*** EXERCISE DATA Section Begins ***

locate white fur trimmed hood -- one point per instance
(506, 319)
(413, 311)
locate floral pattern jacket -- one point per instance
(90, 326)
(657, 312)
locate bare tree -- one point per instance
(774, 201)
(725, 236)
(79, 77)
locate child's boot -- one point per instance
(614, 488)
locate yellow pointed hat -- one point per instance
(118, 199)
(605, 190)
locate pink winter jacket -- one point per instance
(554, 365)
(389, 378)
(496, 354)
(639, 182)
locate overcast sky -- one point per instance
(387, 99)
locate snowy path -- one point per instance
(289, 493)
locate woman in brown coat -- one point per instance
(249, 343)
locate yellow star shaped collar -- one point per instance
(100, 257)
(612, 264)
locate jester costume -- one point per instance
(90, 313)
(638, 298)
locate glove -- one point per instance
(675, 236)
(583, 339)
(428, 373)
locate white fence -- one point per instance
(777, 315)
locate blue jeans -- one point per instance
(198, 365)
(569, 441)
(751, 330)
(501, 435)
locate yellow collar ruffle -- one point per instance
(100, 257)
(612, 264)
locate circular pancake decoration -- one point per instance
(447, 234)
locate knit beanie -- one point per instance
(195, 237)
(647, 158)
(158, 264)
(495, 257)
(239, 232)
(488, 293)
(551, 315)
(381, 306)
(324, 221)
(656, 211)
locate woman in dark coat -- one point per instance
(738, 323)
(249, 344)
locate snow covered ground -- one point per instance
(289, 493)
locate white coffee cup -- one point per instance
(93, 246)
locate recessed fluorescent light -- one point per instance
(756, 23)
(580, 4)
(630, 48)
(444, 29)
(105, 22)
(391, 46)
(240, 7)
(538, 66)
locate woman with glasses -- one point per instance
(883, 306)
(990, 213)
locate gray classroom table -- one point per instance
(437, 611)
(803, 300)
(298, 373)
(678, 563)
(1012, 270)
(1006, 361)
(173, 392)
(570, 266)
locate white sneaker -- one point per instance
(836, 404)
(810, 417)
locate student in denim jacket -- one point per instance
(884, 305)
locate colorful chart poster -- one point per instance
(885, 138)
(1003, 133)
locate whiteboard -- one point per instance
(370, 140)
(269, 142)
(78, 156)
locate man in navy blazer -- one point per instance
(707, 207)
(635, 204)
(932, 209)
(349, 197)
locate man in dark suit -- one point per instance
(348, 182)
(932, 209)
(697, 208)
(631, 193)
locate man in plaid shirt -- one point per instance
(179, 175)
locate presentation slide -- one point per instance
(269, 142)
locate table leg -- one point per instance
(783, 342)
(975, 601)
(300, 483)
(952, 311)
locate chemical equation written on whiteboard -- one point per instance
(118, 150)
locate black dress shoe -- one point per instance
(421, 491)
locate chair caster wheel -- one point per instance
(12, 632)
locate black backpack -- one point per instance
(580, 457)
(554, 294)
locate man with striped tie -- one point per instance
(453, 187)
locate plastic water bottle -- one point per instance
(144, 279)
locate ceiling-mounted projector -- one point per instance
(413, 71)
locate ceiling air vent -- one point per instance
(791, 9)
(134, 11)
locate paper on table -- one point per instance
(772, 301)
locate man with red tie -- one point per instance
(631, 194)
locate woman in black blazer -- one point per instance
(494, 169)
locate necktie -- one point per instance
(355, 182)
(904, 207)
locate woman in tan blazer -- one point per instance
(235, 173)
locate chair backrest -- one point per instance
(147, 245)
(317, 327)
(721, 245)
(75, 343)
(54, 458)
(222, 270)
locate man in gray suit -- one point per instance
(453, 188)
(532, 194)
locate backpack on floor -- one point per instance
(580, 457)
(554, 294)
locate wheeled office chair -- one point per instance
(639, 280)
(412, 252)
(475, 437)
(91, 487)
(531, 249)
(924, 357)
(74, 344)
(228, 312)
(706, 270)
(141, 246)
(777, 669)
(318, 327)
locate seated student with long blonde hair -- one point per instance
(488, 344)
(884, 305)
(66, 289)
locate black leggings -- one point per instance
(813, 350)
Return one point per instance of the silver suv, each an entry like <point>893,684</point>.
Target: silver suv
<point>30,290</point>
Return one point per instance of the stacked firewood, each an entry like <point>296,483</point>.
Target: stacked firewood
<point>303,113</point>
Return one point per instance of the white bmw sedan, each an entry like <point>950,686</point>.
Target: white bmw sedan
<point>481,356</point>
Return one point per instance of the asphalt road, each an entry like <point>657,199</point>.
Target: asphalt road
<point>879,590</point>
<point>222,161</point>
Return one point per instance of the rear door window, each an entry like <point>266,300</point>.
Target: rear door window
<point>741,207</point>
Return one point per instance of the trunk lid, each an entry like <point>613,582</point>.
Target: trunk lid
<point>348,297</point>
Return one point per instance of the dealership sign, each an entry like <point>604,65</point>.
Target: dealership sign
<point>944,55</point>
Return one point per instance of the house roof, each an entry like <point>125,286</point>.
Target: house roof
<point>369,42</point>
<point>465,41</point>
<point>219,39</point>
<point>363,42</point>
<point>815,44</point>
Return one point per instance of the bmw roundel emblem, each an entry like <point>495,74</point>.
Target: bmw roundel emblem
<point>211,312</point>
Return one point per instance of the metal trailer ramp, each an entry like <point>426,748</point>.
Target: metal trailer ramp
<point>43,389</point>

*** EXERCISE DATA Section Ends ***

**EXERCISE PROMPT:** Retype all of the entries shown above, exactly.

**RESPONSE FOR THIS EXERCISE:**
locate white fur trimmed hood -- one point per instance
(506, 319)
(413, 311)
locate floral pattern jacket -- one point per instance
(90, 326)
(657, 312)
locate bare tree -- one point per instance
(774, 201)
(725, 236)
(79, 77)
locate child's boot -- one point per instance
(614, 488)
locate yellow pointed hat -- one point per instance
(118, 199)
(605, 190)
locate pink winter jacket -- one point per instance
(554, 365)
(389, 378)
(496, 354)
(639, 182)
locate overcast sky -- one point per instance
(387, 99)
locate snowy path -- one point per instance
(289, 493)
locate woman in brown coat -- one point per instance
(249, 343)
locate yellow star shaped collar -- one point per instance
(100, 257)
(612, 264)
locate jester costume -- one point per instance
(90, 313)
(638, 298)
locate glove -- one point per instance
(675, 236)
(583, 339)
(428, 373)
locate white fence -- one point per instance
(777, 315)
locate blue jeans -- one point per instance
(198, 365)
(569, 441)
(751, 330)
(501, 435)
locate yellow collar ruffle -- one point per instance
(100, 257)
(612, 264)
locate circular pancake decoration -- one point per instance
(447, 234)
locate knit beanie -- one point per instance
(195, 237)
(647, 158)
(158, 264)
(495, 257)
(239, 232)
(488, 293)
(551, 315)
(381, 306)
(324, 221)
(656, 211)
locate woman in dark coat -- one point per instance
(738, 323)
(249, 344)
locate snow covered ground -- one point per instance
(289, 493)
locate white coffee cup -- one point per instance
(93, 246)
locate recessed fluorescent light -- one point per instance
(756, 23)
(580, 4)
(630, 48)
(444, 29)
(105, 22)
(391, 46)
(240, 7)
(538, 66)
locate woman with glasses -- one point per instance
(883, 306)
(990, 213)
locate gray classroom table -- one point per instance
(437, 611)
(803, 300)
(298, 373)
(678, 563)
(1012, 270)
(1006, 361)
(173, 392)
(570, 266)
locate white sneaker -- one point per instance
(836, 404)
(810, 417)
locate student in denim jacket -- one point per instance
(884, 305)
locate colorful chart poster -- one point per instance
(885, 138)
(1003, 133)
locate whiteboard -- one point per instance
(370, 140)
(269, 142)
(78, 156)
locate man in navy blazer -- one point per instance
(707, 207)
(635, 204)
(932, 209)
(349, 197)
locate man in dark suit -- one point per instance
(348, 182)
(932, 209)
(697, 208)
(631, 193)
locate man in plaid shirt -- one point per instance
(179, 175)
locate presentation slide -- one point per instance
(269, 142)
locate table leg -- one point per instance
(783, 342)
(975, 601)
(300, 483)
(952, 311)
locate chemical equation written on whiteboard -- one point per instance
(118, 150)
locate black dress shoe -- one point per instance
(421, 491)
locate chair caster wheel -- one point per instance
(12, 632)
locate black backpack -- one point per instance
(580, 457)
(554, 294)
locate man with striped tie -- one point per instance
(453, 187)
locate plastic water bottle -- one point per instance
(144, 279)
locate ceiling-mounted projector -- one point per instance
(413, 71)
locate ceiling air vent -- one point per instance
(791, 9)
(134, 11)
locate paper on table -- one point per instance
(772, 301)
locate man with red tie -- one point per instance
(631, 194)
locate woman in black blazer -- one point per instance
(494, 169)
locate necktie -- one point per instance
(355, 182)
(904, 207)
locate woman in tan blazer -- one point per instance
(235, 173)
locate chair backrest -- one point per instance
(147, 245)
(317, 327)
(721, 245)
(75, 343)
(54, 458)
(222, 270)
locate man in gray suit -- one point per instance
(453, 188)
(532, 194)
locate backpack on floor -- one point per instance
(580, 457)
(554, 294)
locate wheeled office chair -- one point per instance
(639, 280)
(412, 252)
(475, 437)
(91, 487)
(531, 249)
(924, 357)
(74, 344)
(228, 312)
(706, 270)
(141, 246)
(777, 669)
(318, 327)
locate seated student with long blonde hair -- one point per instance
(488, 344)
(884, 305)
(66, 289)
locate black leggings -- one point per instance
(813, 350)
Return one point per instance of the silver suv, each an entry like <point>893,684</point>.
Target: silver suv
<point>30,290</point>
Return one point per instance of the stacked firewood, each an entry like <point>296,483</point>.
Target: stacked firewood
<point>303,113</point>
Return one point per instance of the white bmw sedan, each an entry like <point>950,686</point>.
Target: white bmw sedan
<point>481,356</point>
Return one point per instance of the asphalt road, each an entry like <point>657,199</point>.
Target: asphalt road
<point>879,590</point>
<point>222,161</point>
Return one point per instance of the rear door window, each an entry like <point>266,300</point>.
Target: rear door window
<point>741,207</point>
Return one point per instance of the trunk lid, each an entry like <point>613,582</point>.
Target: trunk lid
<point>348,297</point>
Return one point per instance of the dealership sign, each an entry like <point>604,65</point>.
Target: dealership sign
<point>944,55</point>
Return one point per instance of the house roof, each an entry like <point>125,286</point>.
Target: house roof
<point>369,42</point>
<point>465,41</point>
<point>219,39</point>
<point>363,42</point>
<point>815,44</point>
Return one point per instance of the bmw roundel emblem, each an entry like <point>495,74</point>.
Target: bmw roundel emblem
<point>211,312</point>
Return one point per instance of the metal trailer ramp, each an entry like <point>426,748</point>.
Target: metal trailer ramp
<point>43,389</point>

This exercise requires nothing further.